Quoted passage Start Marker
Personal information
- Full name: Michael Platt
- Born: 23 March 1984 (age 42) Manchester, Greater Manchester, England

Playing information
- Height: 6 ft 2 in (1.88 m)
- Weight: 15 st 8 lb (99 kg)
- Position: Fullback, Centre, Wing
Club
| Years | Team | Pld | T | G | FG | P |
| 2001–04 | Salford City Reds | 13 | 4 | 0 | 0 | 4 |
| 2004–05 | Rochdale Hornets | 22 | 10 | 0 | 0 | 40 |
| 2005–06 | Castleford Tigers | 55 | 23 | 0 | 0 | 92 |
| 2007–13 | Bradford Bulls | 143 | 46 | 0 | 0 | 184 |
| 2013 | Dewsbury Rams | 1 | 0 | 0 | 0 | 0 |
| 2014 | North Wales Crusaders | 3 | 0 | 0 | 0 | 0 |
| 2014 | Salford Red Devils | 2 | 1 | 0 | 0 | 4 |
| 2014 | Barrow Raiders | 2 | 0 | 0 | 0 | 0 |
| 2014–15 | Leigh Centurions | 15 | 7 | 0 | 0 | 28 |
|  | Total | 256 | 91 | 0 | 0 | 352 |
Representative
| Years | Team | Pld | T | G | FG | P |
| 2003–14 | Ireland | 7 | 2 | 0 | 0 | 8 |
- Source:

= Michael Platt (rugby league) =

Ireland international rugby league footballer

Michael Platt (born 23 March 1984) is a former Ireland international rugby league footballer who played for the Salford Red Devils; he joined the Salford Red Devils in April 2014 and is contacted until the end of the 2014 season following a successful trial with the Superleague club. Michael joined the Red Devils following 3 appearances with the North Wales Crusaders in 2014. Platt's 1st choice position is Full Back but he has been more effective at Centre for the Bradford Bulls winning the 'Rugby League World Centre of the Month' for August.
Quoted passage End Marker
Given data Start Marker
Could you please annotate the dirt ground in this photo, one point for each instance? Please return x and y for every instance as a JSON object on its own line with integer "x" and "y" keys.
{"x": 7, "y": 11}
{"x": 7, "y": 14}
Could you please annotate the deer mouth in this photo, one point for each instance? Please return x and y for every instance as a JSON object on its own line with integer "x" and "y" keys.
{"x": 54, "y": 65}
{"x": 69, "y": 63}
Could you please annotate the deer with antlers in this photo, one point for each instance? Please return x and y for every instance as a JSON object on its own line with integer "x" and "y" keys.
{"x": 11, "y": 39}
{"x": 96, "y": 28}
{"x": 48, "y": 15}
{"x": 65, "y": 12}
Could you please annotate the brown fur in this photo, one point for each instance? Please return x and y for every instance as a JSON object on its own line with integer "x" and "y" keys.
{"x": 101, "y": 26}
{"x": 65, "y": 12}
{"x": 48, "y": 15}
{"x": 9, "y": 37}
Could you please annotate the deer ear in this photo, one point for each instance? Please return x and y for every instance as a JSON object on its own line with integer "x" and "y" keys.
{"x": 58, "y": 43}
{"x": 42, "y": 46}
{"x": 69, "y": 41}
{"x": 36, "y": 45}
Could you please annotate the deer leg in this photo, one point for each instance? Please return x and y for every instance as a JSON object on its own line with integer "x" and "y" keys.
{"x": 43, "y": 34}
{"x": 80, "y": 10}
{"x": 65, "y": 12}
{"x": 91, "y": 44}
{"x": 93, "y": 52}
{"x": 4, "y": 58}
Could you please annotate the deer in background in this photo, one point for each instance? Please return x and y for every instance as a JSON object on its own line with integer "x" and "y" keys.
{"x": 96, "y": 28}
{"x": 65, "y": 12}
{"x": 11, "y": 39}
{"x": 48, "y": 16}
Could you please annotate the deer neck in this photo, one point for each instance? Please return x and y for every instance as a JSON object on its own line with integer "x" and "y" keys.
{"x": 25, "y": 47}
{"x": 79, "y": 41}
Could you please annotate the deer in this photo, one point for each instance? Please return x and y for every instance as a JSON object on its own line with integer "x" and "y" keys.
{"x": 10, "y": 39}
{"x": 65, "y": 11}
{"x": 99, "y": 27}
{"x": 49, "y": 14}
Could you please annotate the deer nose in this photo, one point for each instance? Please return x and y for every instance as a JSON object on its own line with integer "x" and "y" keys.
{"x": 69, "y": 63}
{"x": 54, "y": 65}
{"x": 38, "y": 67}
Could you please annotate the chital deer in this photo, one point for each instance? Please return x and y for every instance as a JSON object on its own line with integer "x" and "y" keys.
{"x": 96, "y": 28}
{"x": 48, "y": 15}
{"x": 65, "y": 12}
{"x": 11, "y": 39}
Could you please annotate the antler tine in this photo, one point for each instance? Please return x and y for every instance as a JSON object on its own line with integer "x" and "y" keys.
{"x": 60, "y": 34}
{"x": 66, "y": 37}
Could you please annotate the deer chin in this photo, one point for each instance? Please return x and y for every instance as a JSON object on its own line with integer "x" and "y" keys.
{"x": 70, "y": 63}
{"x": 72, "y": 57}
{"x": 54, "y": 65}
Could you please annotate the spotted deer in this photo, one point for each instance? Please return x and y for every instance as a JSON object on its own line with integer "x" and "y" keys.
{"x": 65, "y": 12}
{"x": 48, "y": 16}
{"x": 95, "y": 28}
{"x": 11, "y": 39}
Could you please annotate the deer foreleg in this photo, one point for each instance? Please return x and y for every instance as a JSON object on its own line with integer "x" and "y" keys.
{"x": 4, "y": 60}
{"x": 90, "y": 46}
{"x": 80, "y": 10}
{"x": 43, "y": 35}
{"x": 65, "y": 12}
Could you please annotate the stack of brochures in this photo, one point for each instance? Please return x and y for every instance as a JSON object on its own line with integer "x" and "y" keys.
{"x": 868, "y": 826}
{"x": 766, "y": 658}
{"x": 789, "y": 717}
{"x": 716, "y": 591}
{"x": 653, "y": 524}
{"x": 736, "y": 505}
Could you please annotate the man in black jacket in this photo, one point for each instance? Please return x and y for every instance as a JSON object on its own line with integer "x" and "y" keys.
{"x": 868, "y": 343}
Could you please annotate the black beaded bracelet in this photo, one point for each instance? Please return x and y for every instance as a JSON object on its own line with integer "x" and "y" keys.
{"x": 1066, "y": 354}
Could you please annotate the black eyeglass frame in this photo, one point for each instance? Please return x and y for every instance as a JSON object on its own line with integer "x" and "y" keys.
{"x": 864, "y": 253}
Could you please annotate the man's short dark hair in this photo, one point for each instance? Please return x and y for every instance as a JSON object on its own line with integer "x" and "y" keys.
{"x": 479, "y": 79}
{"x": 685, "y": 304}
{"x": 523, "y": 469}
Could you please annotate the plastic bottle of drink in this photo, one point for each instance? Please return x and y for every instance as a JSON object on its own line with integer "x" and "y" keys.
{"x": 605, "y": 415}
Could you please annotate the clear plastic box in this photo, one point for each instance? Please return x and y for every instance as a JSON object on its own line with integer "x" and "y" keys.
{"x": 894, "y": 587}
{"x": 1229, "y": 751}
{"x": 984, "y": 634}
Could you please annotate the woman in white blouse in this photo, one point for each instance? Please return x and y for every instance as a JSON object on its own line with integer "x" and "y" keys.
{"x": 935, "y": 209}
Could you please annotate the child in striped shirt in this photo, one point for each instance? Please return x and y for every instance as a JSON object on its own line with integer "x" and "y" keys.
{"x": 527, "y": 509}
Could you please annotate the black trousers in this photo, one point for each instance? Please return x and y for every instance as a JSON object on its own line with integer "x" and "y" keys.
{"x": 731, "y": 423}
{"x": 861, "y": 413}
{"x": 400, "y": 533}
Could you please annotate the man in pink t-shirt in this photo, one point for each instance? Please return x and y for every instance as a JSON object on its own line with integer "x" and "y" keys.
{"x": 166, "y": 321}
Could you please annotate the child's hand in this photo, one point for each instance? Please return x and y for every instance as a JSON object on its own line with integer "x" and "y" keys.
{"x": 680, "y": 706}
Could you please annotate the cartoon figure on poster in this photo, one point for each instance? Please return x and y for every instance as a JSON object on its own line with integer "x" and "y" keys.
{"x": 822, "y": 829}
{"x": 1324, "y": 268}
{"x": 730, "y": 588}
Given data End Marker
_Prompt 1_.
Please copy the stretch of the Michael Platt profile from "Personal information" through "8 lb (99 kg)".
_Prompt 2_.
Carry on the Michael Platt profile from its last sentence, adding the next part.

_Your response 1_.
Personal information
- Full name: Michael Platt
- Born: 23 March 1984 (age 42) Manchester, Greater Manchester, England

Playing information
- Height: 6 ft 2 in (1.88 m)
- Weight: 15 st 8 lb (99 kg)

_Your response 2_.
==Background==
Platt was born in Manchester, England.

==Early career==
Platt started his career at the Salford City Reds, making his début in the Super League against the Wakefield Trinity Wildcats in the final game of the 2001 season at just 17. However he never quite made the grade and was released by the club.

Michael then signed for the Rochdale Hornets. His impressive début season was somewhat blighted by a broken jaw, although he did go on to win the National League's Young Player of the Year award in 2004.

==Castleford Tigers==
Michael then joined the Castleford Tigers, and helped the Tigers gain promotion in 2005. Despite the subsequent Super League season proving to be difficult in a squad which lacked quality, Platt still managed to score 7 tries. However, after a heart-breaking 29–17 defeat against Wakefield in the final game of the season, Castleford were relegated.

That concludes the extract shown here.